═══ Task input ═══

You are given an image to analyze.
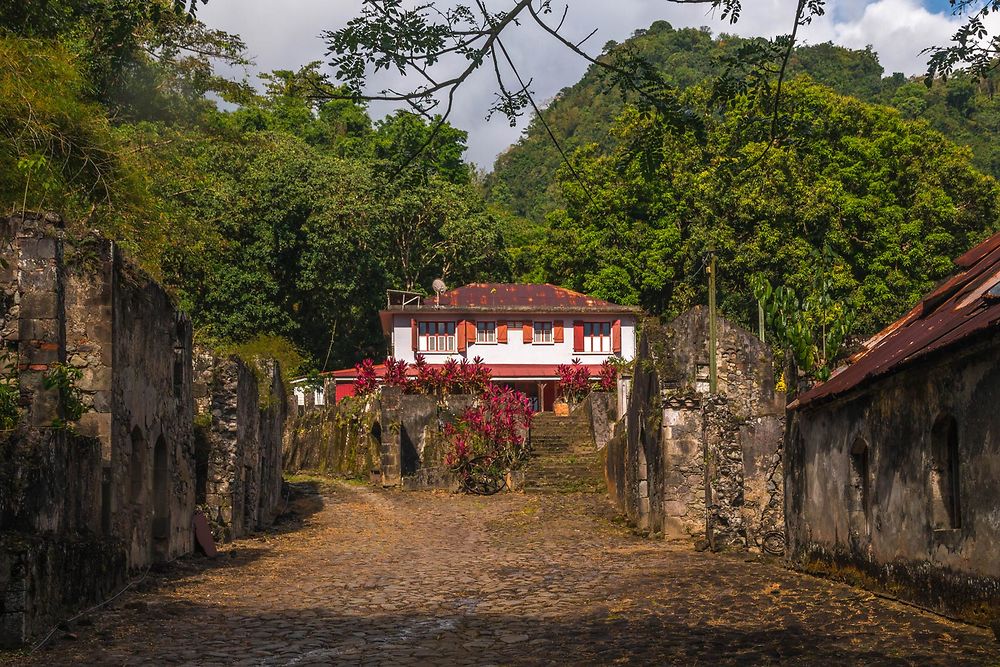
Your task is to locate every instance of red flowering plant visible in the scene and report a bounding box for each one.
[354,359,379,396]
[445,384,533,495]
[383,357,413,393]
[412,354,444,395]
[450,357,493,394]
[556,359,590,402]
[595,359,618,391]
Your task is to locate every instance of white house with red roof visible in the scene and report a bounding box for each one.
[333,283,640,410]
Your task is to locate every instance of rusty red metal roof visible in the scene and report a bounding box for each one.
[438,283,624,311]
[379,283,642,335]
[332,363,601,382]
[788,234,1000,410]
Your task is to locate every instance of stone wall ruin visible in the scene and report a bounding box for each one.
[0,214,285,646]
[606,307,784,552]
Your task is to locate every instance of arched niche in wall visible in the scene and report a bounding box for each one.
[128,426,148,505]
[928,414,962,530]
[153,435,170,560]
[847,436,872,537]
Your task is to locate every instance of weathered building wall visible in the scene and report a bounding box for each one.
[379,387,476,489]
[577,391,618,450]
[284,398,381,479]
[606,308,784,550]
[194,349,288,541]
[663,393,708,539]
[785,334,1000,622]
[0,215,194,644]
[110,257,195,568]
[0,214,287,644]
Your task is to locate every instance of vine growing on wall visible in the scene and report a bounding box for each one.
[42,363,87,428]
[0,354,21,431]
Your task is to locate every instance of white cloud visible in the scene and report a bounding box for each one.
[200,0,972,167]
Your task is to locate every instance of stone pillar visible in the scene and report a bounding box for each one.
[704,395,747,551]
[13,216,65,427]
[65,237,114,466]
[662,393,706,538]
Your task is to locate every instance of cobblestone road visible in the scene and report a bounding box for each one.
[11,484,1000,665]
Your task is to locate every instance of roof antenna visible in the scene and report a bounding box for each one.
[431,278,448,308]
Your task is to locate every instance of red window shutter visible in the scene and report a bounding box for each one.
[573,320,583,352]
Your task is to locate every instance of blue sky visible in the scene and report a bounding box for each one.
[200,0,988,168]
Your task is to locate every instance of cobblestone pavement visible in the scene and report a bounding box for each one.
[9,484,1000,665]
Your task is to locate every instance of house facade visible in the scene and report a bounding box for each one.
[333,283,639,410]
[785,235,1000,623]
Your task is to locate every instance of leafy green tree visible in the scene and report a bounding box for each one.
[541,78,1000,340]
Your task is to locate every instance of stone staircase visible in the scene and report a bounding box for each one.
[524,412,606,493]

═══
═══ Task input ═══

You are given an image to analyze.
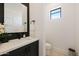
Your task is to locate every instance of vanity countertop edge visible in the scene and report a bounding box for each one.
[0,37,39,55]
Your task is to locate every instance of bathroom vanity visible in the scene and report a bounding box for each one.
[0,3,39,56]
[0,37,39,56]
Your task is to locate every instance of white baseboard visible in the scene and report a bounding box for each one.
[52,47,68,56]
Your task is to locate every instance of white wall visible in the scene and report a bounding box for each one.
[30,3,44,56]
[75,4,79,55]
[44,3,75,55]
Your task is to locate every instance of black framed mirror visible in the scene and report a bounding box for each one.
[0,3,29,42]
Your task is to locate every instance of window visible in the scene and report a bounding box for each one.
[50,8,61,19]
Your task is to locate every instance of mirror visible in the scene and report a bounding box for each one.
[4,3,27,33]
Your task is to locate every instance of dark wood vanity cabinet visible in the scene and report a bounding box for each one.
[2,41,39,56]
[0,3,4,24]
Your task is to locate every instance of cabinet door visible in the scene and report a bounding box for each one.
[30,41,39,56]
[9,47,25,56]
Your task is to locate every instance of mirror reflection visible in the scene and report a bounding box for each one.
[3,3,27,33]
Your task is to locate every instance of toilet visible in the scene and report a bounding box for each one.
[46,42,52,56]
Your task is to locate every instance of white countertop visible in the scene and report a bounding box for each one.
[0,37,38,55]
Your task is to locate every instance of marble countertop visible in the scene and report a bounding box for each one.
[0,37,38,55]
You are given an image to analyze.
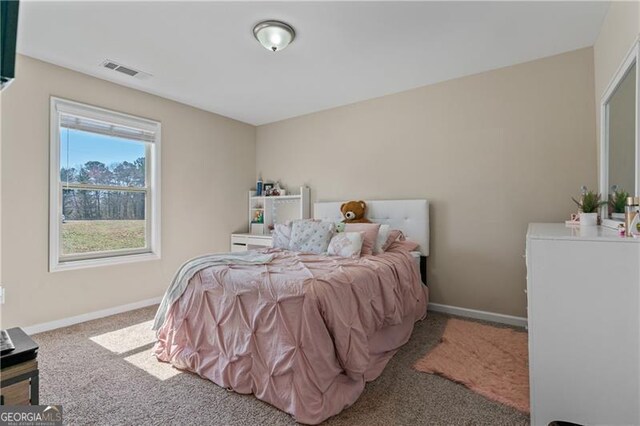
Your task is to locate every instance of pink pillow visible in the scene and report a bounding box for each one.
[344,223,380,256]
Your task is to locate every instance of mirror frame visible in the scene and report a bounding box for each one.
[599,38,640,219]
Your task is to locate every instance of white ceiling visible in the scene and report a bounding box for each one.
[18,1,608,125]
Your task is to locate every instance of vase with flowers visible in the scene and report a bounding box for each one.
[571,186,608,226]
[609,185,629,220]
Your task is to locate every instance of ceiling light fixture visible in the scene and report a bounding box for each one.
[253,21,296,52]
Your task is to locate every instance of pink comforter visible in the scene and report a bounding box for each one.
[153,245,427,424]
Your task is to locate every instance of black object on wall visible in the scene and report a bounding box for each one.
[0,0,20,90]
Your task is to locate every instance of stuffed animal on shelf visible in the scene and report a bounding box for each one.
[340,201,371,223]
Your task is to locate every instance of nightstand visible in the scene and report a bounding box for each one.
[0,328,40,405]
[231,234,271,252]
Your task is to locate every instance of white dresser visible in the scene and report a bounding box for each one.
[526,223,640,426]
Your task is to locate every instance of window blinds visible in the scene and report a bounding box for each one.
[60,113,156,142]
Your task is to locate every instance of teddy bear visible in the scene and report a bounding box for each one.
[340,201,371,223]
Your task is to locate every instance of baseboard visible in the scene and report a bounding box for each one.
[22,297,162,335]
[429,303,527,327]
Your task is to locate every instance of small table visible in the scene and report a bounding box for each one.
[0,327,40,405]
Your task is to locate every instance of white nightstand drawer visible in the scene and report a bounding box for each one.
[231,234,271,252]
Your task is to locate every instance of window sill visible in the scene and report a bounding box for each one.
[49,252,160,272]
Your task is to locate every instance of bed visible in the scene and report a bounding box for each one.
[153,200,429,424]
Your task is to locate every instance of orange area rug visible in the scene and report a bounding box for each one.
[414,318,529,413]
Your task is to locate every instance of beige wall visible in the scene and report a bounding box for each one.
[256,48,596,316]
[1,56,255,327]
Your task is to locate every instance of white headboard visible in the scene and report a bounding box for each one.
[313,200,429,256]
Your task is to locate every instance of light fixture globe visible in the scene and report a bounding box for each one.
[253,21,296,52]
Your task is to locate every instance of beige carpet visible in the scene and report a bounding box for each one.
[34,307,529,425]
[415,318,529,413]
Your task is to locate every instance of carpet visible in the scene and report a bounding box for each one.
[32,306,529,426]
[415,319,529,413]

═══
═══ Task input ═══

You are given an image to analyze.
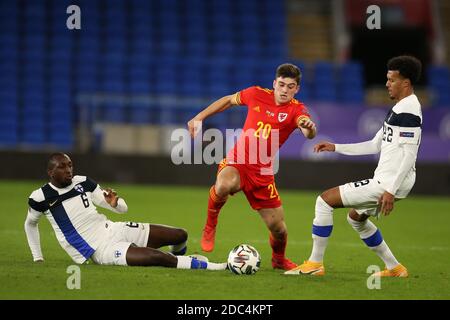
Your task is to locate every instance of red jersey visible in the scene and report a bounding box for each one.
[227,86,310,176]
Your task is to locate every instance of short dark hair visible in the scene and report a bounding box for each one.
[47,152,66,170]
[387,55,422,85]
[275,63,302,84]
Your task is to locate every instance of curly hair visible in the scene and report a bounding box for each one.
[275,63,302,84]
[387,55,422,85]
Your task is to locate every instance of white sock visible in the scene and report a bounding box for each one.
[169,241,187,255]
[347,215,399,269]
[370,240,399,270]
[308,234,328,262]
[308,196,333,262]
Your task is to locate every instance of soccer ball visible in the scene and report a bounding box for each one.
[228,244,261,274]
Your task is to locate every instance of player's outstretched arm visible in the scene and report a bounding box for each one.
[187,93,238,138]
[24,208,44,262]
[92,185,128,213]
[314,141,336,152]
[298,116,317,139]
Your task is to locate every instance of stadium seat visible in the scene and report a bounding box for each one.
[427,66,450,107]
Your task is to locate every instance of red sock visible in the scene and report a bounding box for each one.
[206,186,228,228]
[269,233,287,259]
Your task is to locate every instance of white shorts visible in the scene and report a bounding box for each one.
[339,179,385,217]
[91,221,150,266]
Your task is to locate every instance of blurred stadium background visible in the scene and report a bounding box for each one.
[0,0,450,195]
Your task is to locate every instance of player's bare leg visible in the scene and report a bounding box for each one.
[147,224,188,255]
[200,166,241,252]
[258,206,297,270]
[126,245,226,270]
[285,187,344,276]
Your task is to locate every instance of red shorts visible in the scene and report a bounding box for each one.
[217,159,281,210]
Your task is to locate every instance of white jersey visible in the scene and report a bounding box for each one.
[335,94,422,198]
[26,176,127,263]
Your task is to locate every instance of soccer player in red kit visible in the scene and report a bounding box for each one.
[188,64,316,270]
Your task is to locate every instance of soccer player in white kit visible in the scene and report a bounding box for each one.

═══

* _To be done_:
Please give back only the entries between the lines holding "Your task is to locate every instance of white shorts" and "[0,0,450,195]", inclusive, with "blurred stadium background" switched to "crowd in the stands" and everything else unchanged.

* _Completed task_:
Your task is to locate every instance of white shorts visible in the scene and report a bounding box for each one.
[339,179,385,217]
[91,221,150,266]
Your task is to locate every instance of crowd in the stands visible in the scene and report a bounding box for each one.
[0,0,450,195]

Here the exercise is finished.